→ RECORDS TO USE
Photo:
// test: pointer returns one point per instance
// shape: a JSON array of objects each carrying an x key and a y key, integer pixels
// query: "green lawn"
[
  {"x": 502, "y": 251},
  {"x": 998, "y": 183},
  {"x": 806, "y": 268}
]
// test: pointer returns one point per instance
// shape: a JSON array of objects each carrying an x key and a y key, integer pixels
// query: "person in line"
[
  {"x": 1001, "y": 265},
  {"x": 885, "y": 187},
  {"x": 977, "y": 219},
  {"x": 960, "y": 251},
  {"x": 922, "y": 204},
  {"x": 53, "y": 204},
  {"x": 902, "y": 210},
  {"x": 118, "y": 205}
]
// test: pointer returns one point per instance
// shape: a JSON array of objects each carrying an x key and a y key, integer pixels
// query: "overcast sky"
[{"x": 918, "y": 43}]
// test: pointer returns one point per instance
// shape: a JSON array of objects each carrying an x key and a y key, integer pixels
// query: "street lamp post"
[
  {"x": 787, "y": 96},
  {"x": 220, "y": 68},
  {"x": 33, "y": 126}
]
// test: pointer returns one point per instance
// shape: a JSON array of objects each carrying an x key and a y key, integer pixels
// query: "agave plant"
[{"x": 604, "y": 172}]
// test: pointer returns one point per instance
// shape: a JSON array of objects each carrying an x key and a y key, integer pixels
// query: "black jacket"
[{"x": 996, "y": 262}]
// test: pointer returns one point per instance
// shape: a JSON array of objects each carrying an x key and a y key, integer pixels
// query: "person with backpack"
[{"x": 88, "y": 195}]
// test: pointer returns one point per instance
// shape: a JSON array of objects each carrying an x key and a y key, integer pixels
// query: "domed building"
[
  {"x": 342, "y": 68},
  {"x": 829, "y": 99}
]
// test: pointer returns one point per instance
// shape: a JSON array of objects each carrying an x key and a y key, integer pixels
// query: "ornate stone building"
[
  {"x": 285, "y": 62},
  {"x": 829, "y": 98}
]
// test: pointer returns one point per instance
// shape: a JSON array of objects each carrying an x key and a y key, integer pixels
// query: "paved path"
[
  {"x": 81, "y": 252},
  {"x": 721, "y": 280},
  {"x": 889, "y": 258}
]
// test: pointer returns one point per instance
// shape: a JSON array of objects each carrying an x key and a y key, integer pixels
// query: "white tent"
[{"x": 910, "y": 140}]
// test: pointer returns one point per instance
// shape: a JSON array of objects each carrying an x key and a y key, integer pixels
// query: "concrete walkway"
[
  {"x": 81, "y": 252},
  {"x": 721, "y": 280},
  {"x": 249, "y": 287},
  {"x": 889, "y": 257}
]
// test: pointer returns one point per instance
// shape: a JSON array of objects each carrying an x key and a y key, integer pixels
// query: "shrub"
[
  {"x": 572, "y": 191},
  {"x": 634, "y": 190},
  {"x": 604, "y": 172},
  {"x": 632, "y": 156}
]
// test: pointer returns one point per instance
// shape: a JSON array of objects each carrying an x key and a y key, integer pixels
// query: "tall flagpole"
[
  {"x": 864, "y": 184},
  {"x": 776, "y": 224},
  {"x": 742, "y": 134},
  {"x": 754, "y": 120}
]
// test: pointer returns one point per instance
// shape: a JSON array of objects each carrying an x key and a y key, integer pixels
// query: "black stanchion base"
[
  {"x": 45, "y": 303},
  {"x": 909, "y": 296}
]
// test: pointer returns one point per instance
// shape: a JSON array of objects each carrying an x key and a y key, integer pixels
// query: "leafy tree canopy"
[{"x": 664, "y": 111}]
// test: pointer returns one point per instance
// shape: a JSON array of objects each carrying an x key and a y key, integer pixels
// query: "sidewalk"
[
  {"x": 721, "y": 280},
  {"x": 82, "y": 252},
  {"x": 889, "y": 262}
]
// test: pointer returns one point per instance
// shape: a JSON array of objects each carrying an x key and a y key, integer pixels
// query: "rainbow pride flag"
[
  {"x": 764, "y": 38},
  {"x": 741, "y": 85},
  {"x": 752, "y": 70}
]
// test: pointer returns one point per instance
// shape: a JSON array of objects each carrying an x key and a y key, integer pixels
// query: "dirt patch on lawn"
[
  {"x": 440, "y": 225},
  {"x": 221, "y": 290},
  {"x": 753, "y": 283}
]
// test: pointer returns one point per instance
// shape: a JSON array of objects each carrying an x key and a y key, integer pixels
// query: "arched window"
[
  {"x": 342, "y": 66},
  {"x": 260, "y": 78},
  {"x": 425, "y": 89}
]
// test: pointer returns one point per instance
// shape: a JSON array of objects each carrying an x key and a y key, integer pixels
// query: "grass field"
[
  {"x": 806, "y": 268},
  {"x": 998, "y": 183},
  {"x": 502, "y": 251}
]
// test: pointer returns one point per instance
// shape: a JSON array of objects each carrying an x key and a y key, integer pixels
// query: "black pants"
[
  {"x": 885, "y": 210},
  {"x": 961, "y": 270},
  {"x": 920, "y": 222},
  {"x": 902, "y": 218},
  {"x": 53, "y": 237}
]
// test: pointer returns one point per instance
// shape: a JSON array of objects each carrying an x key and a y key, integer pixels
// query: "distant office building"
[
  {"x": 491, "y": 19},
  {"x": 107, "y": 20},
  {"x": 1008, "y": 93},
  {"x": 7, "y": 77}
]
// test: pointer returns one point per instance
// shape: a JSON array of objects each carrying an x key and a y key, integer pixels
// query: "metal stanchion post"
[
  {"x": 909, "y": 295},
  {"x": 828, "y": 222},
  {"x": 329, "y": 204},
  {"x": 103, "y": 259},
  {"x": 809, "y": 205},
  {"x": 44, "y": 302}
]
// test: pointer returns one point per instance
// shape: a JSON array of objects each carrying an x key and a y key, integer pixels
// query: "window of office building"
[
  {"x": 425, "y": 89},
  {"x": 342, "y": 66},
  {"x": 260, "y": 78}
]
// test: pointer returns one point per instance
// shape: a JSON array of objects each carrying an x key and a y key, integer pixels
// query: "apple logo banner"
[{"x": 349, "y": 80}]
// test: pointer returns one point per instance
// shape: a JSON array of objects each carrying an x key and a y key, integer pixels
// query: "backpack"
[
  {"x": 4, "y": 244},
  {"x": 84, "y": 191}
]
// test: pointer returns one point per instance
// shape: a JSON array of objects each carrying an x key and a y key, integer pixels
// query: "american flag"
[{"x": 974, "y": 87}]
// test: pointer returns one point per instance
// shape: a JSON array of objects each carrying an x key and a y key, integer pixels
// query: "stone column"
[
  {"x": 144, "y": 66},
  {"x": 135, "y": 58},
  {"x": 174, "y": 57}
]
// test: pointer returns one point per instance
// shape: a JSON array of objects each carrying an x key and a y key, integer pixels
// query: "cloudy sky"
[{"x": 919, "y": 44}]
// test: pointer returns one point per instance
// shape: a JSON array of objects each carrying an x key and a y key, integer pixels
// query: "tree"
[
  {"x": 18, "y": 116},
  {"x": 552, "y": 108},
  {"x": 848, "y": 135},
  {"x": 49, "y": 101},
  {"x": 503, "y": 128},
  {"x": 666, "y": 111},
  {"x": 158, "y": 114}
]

→ TRY IT
Restate each record above word for word.

→ RESULT FOR THIS TASK
Photo:
// test: pointer returns one point per instance
// shape: a JSON array of objects each carrying an x key and a y key, integer pixels
// query: "green lawn"
[
  {"x": 502, "y": 251},
  {"x": 998, "y": 183},
  {"x": 806, "y": 268}
]
// test: pointer returns one point per instance
// shape: a JSON array of objects each carrying an x key and a y key, integer pixels
// query: "person in line"
[
  {"x": 1001, "y": 265},
  {"x": 885, "y": 187},
  {"x": 977, "y": 219},
  {"x": 960, "y": 251},
  {"x": 922, "y": 204},
  {"x": 53, "y": 204},
  {"x": 902, "y": 210},
  {"x": 118, "y": 205}
]
// test: pointer returns one point per instance
// shape: a JSON array of objects each carrying an x key and a y key, integer pixels
// query: "overcast sky"
[{"x": 918, "y": 43}]
// test: pointer returns one point per instance
// shape: a JSON array of objects each carrying an x key and a y key, integer pixels
// query: "street lamp post"
[
  {"x": 787, "y": 96},
  {"x": 220, "y": 68},
  {"x": 33, "y": 126}
]
// test: pointer returns one point per instance
// shape: a JSON array of objects each carrying an x key and a y key, integer pixels
// query: "agave plant"
[{"x": 604, "y": 172}]
// test: pointer returns one point per instance
// shape: a JSON array of objects each carrying an x key and a y key, integer pixels
// query: "black jacket"
[{"x": 996, "y": 262}]
// test: pointer returns one point per instance
// shape: a JSON array of objects each carrying an x key and a y key, integer pixels
// query: "person with backpack"
[{"x": 88, "y": 195}]
// test: pointer returns one point per instance
// shape: a JSON array of objects each carrying an x key and a y key, integer pixels
// query: "domed building"
[
  {"x": 342, "y": 68},
  {"x": 829, "y": 99}
]
// test: pointer returns one point per instance
// shape: a JSON array of objects each carrying an x key and a y key, integer pixels
// query: "ornate stone building"
[
  {"x": 285, "y": 62},
  {"x": 829, "y": 98}
]
// test: pointer returns one point per instance
// shape: a JSON array of objects each carrying an x key and a y key, integer pixels
// query: "paved path"
[
  {"x": 81, "y": 252},
  {"x": 721, "y": 280},
  {"x": 889, "y": 258}
]
// test: pointer returns one point per instance
// shape: a JSON array of objects each carrying an x key and a y key, integer pixels
// query: "white tent"
[{"x": 910, "y": 140}]
// test: pointer returns one point per instance
// shape: a JSON array of objects each carrying an x key and a y key, integer pixels
// query: "concrete walkway"
[
  {"x": 81, "y": 252},
  {"x": 721, "y": 280},
  {"x": 249, "y": 287},
  {"x": 889, "y": 257}
]
// test: pointer returns one point per instance
// shape: a JSON array of objects each carrying an x key and a y key, integer pixels
// query: "shrub"
[
  {"x": 572, "y": 191},
  {"x": 634, "y": 190},
  {"x": 604, "y": 172},
  {"x": 632, "y": 156}
]
// test: pointer returns one point per instance
// shape: a JSON array of objects each carrying an x key and a y key, integer pixels
// query: "tall flagpole"
[
  {"x": 864, "y": 184},
  {"x": 776, "y": 224},
  {"x": 742, "y": 134},
  {"x": 754, "y": 120}
]
// test: pointer returns one point per instance
// shape: a JSON array of objects each carrying an x key and a y key, integer pixels
// query: "black stanchion base"
[
  {"x": 45, "y": 303},
  {"x": 909, "y": 296}
]
// test: pointer returns one point per instance
// shape: a JSON array of objects each carrying an x key and a y key, integer pixels
// query: "leafy tree canopy"
[{"x": 664, "y": 111}]
// test: pointer returns one point per instance
// shape: a JSON array of objects each carrying an x key and a y key, integer pixels
// query: "sidewalk"
[
  {"x": 721, "y": 280},
  {"x": 82, "y": 252},
  {"x": 889, "y": 262}
]
// test: pointer returns one point per instance
// shape: a JSON array of objects each carrying an x key and a y key, integer pixels
// query: "rainbow pride flag"
[
  {"x": 764, "y": 38},
  {"x": 741, "y": 85},
  {"x": 752, "y": 70}
]
// test: pointer returns one point per instance
// shape: a JSON array of objects each carrying an x key and a y key, integer pixels
// query: "dirt patch on lawn"
[
  {"x": 440, "y": 225},
  {"x": 221, "y": 290},
  {"x": 753, "y": 283}
]
// test: pointer returns one point per instance
// shape: a JSON array of objects each carrying an x key and a y key, integer pixels
// query: "arched window"
[
  {"x": 342, "y": 66},
  {"x": 260, "y": 78},
  {"x": 425, "y": 89}
]
// test: pointer returns one point per instance
// shape: a JSON array of objects each carrying an x key and a y key, integer pixels
// query: "grass field"
[
  {"x": 806, "y": 268},
  {"x": 998, "y": 183},
  {"x": 502, "y": 251}
]
// test: pointer returns one point per instance
// shape: a JSON array of objects each carrying an x key and a y key, integer pixels
// query: "black pants"
[
  {"x": 885, "y": 210},
  {"x": 961, "y": 270},
  {"x": 920, "y": 222},
  {"x": 902, "y": 218},
  {"x": 53, "y": 237}
]
// test: pointer returns one point per instance
// shape: a JSON array of objects each carrying an x key and a y key, integer pixels
// query: "distant office building"
[
  {"x": 491, "y": 19},
  {"x": 107, "y": 20},
  {"x": 1008, "y": 93},
  {"x": 7, "y": 77}
]
// test: pointer returns one point per instance
// shape: a JSON array of objects each carrying an x key and a y key, integer pixels
// query: "metal stanchion post"
[
  {"x": 909, "y": 295},
  {"x": 828, "y": 222},
  {"x": 329, "y": 204},
  {"x": 103, "y": 259},
  {"x": 809, "y": 205},
  {"x": 44, "y": 302}
]
// test: pointer returns one point per instance
// shape: a JSON array of objects each carrying an x key and a y key, integer pixels
// query: "window of office building"
[
  {"x": 425, "y": 89},
  {"x": 342, "y": 66},
  {"x": 260, "y": 78}
]
// test: pointer returns one point per instance
// shape: a JSON array of objects each carrying an x key and a y key, integer pixels
// query: "apple logo banner"
[{"x": 349, "y": 80}]
// test: pointer returns one point per instance
// shape: a JSON array of objects each carrying an x key and a y key, integer pixels
// query: "backpack"
[
  {"x": 4, "y": 244},
  {"x": 84, "y": 191}
]
// test: pointer returns one point per instance
// shape: a JSON array of objects each carrying an x key and a y key, integer pixels
// query: "american flag"
[{"x": 974, "y": 87}]
// test: pointer returns one point per instance
// shape: a JSON array of objects each carrying an x key and a y key, integer pixels
// query: "stone column"
[
  {"x": 144, "y": 66},
  {"x": 135, "y": 58},
  {"x": 174, "y": 57}
]
// test: pointer returns one point per instance
// shape: a JSON array of objects each carrying an x key and a y key, integer pixels
// query: "cloudy sky"
[{"x": 919, "y": 44}]
// test: pointer returns one point per instance
// shape: a JSON array of objects each carrying an x key and a y key, integer pixels
// query: "tree"
[
  {"x": 18, "y": 116},
  {"x": 552, "y": 108},
  {"x": 848, "y": 135},
  {"x": 49, "y": 101},
  {"x": 503, "y": 128},
  {"x": 666, "y": 111},
  {"x": 158, "y": 114}
]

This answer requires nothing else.